What you need to do: Reproduce exactly the lines from the line containing "of the white" through the last line of the listing, and no others.

[[ Data open ]]

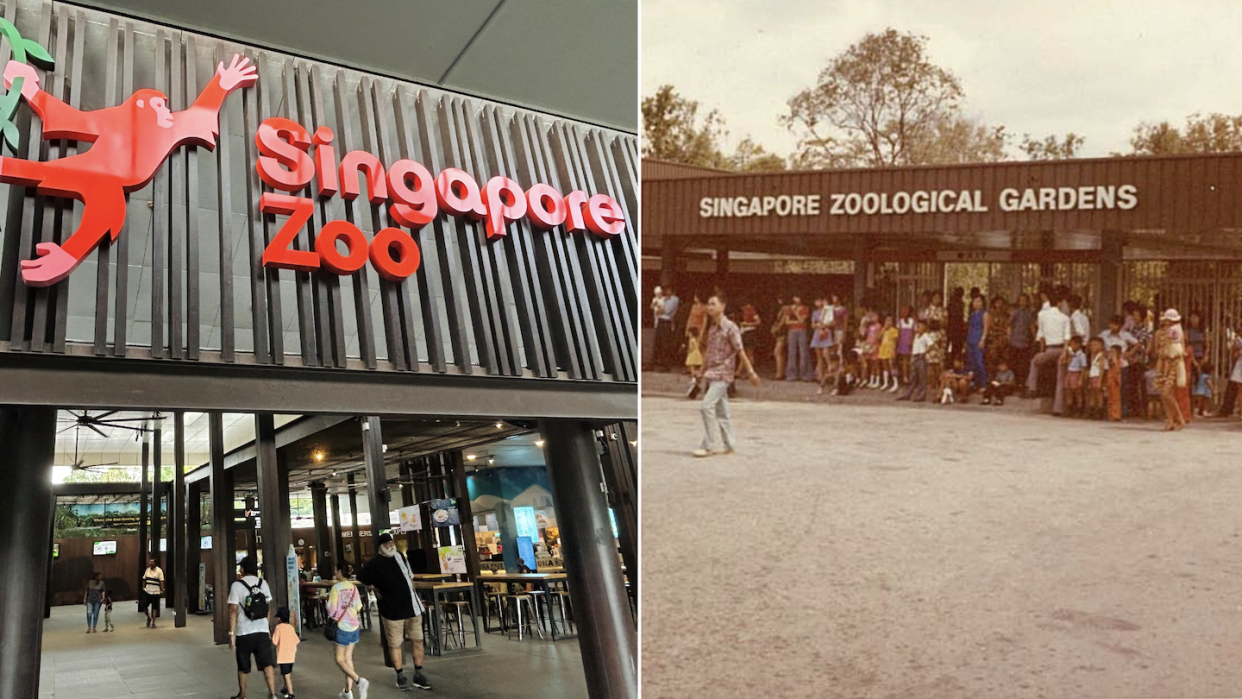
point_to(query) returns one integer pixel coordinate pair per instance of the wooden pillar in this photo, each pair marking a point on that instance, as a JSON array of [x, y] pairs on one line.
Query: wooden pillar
[[376, 477], [157, 494], [144, 508], [222, 532], [27, 448], [606, 635], [193, 545], [457, 467], [276, 533], [353, 513], [621, 478], [176, 543], [327, 563], [338, 543]]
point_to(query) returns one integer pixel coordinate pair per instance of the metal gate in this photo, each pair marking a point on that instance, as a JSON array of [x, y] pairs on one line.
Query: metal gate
[[1211, 288]]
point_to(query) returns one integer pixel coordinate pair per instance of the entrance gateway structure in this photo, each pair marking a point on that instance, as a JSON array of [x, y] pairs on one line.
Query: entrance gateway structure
[[1166, 231], [501, 303]]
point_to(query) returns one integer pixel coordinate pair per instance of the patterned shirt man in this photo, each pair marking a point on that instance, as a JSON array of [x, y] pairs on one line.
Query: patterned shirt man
[[723, 344]]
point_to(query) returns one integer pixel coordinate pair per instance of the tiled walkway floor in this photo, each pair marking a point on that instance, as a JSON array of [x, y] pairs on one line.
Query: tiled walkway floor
[[139, 663]]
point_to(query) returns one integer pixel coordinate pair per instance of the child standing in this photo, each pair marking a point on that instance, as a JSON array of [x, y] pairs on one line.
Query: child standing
[[1076, 361], [286, 640], [904, 343], [937, 344], [1114, 384], [887, 355], [1098, 366], [1204, 389]]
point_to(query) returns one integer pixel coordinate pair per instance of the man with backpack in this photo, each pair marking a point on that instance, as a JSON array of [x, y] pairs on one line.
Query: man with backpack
[[249, 630]]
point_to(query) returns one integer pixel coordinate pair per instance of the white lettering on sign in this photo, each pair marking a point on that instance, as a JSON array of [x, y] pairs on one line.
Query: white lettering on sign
[[1087, 198], [771, 205]]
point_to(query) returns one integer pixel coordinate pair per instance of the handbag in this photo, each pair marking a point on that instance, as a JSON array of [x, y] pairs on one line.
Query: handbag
[[329, 630]]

[[ Data closed ]]

Result:
point_to(query) returns one integer pixel coordinate pair per instance of the white lettering on sign in this photo, each pair marking a point on that instance, as a JSON array of [x, y] pairs on one line.
Query: white lettering on sign
[[1087, 198], [771, 205]]
point_to(query) returns one integer pixel coordinate pair per instance of the handbag in this photo, each pair marking a point on that instance, as a JSON array of [x, y] pairs on one line.
Query: handbag
[[329, 630]]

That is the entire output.